Items from a data source:
>>

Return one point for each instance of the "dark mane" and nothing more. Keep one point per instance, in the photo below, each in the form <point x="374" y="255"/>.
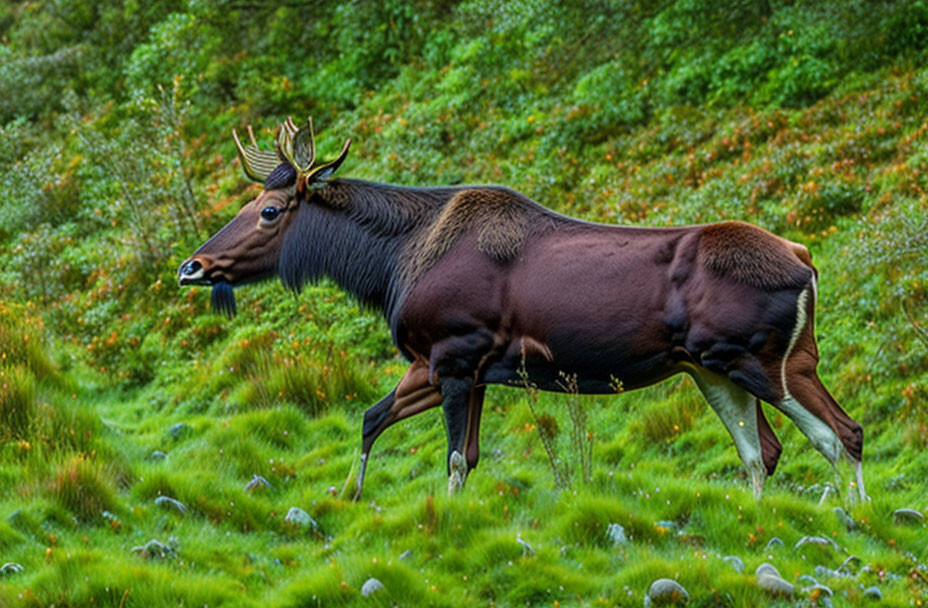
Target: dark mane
<point x="283" y="176"/>
<point x="354" y="232"/>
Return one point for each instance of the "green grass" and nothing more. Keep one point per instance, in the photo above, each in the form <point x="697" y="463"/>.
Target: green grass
<point x="807" y="119"/>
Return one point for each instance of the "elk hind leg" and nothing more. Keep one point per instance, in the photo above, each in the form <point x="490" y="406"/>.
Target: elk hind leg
<point x="742" y="416"/>
<point x="809" y="404"/>
<point x="411" y="396"/>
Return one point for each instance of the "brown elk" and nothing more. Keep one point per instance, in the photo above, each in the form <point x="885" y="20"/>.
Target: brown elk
<point x="480" y="285"/>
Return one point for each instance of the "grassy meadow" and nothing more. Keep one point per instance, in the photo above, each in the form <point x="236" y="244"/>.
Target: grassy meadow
<point x="151" y="451"/>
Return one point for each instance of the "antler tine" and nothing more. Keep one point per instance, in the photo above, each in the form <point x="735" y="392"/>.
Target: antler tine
<point x="256" y="163"/>
<point x="304" y="148"/>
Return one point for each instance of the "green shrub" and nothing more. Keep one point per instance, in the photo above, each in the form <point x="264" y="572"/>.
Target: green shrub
<point x="84" y="490"/>
<point x="17" y="401"/>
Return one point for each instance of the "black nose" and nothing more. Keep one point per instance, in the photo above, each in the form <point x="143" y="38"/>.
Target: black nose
<point x="191" y="267"/>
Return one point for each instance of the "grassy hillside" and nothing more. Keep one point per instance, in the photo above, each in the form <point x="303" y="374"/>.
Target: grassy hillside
<point x="119" y="391"/>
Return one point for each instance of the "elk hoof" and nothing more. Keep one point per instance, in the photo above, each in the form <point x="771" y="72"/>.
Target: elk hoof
<point x="458" y="467"/>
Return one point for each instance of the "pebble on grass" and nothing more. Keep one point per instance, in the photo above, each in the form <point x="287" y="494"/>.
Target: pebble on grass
<point x="816" y="540"/>
<point x="775" y="584"/>
<point x="171" y="503"/>
<point x="736" y="562"/>
<point x="157" y="455"/>
<point x="257" y="482"/>
<point x="666" y="592"/>
<point x="908" y="516"/>
<point x="616" y="534"/>
<point x="153" y="549"/>
<point x="11" y="568"/>
<point x="300" y="517"/>
<point x="371" y="586"/>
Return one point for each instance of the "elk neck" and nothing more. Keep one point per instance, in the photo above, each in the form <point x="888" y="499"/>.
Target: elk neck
<point x="355" y="232"/>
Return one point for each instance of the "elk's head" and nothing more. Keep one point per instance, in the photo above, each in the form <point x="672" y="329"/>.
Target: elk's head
<point x="247" y="249"/>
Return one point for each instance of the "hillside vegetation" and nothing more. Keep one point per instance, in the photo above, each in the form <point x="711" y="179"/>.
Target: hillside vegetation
<point x="129" y="412"/>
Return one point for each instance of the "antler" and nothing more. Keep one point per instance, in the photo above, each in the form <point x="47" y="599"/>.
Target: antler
<point x="294" y="145"/>
<point x="297" y="146"/>
<point x="257" y="163"/>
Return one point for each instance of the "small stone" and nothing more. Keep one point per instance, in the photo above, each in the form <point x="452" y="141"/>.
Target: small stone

<<

STATED GOAL:
Copy every line of the data word for word, omitting the images.

ANSWER:
Return one point for each instance of the "dark mane" and nothing more. Keep one point per instance, in the photo below, each in the form <point x="374" y="255"/>.
Target: dark mane
<point x="283" y="176"/>
<point x="354" y="232"/>
Return one point for each instance of the "green grass" and nothing more. Keep one point per instance, in the photo above, each in the form <point x="697" y="463"/>.
Target: green grass
<point x="807" y="119"/>
Return one point for each instance of the "elk hind leg" and nothing more. Keep one point per instance, in the photo above, each in the form <point x="490" y="406"/>.
Target: elk hind leg
<point x="742" y="416"/>
<point x="809" y="404"/>
<point x="411" y="396"/>
Return one point for each instance of the "brown elk" and nothing more. Keep one point per instance, in the photo above, each in the form <point x="885" y="20"/>.
Target: brown elk
<point x="480" y="285"/>
Return one point for each instance of the "grassy meadow" and nothing more. Keep one point per instance, in the photo above, each in the form <point x="236" y="244"/>.
Target: grassy meadow
<point x="151" y="451"/>
Return one point for each instance of the "antler tine" and nothing more. Keep one point per instance, in the photo above, each in the form <point x="735" y="392"/>.
Target: antler tine
<point x="256" y="163"/>
<point x="304" y="148"/>
Return one point for each instance of the "green shrub" and nothing more. Keep one point per instance, in the photo above, each in the form <point x="264" y="572"/>.
Target: green shrub
<point x="84" y="490"/>
<point x="17" y="401"/>
Return one point for each instance of the "black nose" and nothing more. Keep one point per instance, in the photo above, each in the form <point x="143" y="38"/>.
Target: black nose
<point x="191" y="267"/>
Return one point for each instance of the "grassy hillside" and nothing more. Keep one point per instance, in the photo above, each in the form <point x="303" y="374"/>.
Target: grassy hillside
<point x="119" y="391"/>
Return one point for each instance of the "elk hoof" and nothing more. Keep one point per instance, in the photo above, each in the form <point x="771" y="72"/>.
Target: elk hoof
<point x="458" y="467"/>
Return one point for each instance of the "pebble on grass" and nothing more. Keep one point per instance, in the photo above, each in the form <point x="287" y="494"/>.
Target: pebble on grass
<point x="816" y="540"/>
<point x="775" y="584"/>
<point x="171" y="503"/>
<point x="736" y="562"/>
<point x="157" y="455"/>
<point x="257" y="482"/>
<point x="666" y="592"/>
<point x="908" y="516"/>
<point x="616" y="534"/>
<point x="153" y="549"/>
<point x="11" y="568"/>
<point x="300" y="517"/>
<point x="371" y="586"/>
Return one point for each instance of the "elk neck" and nothing more. Keep one point per instance, in the photo above, each in the form <point x="888" y="499"/>.
Target: elk neck
<point x="355" y="232"/>
Return one point for each instance of the "elk's head" and nothing more. Keep one point per instance, in the photo above, each in the form <point x="672" y="329"/>.
Target: elk's head
<point x="247" y="249"/>
Return one point for each instance of the "hillside vegetation" and nothing more. Keep one point per instance, in the photo above, each in the form <point x="711" y="179"/>.
Target: hillside vegetation
<point x="129" y="412"/>
Return one point for each instance of the "antler" and nothing more. Keep one point per instance, in the photo above, each in the form <point x="47" y="599"/>.
Target: antler
<point x="294" y="145"/>
<point x="297" y="146"/>
<point x="257" y="163"/>
Return one point for each instance of the "small stone" and nothing more. Keep one point per instance, in the photo above, each in the form <point x="452" y="141"/>.
Target: small stone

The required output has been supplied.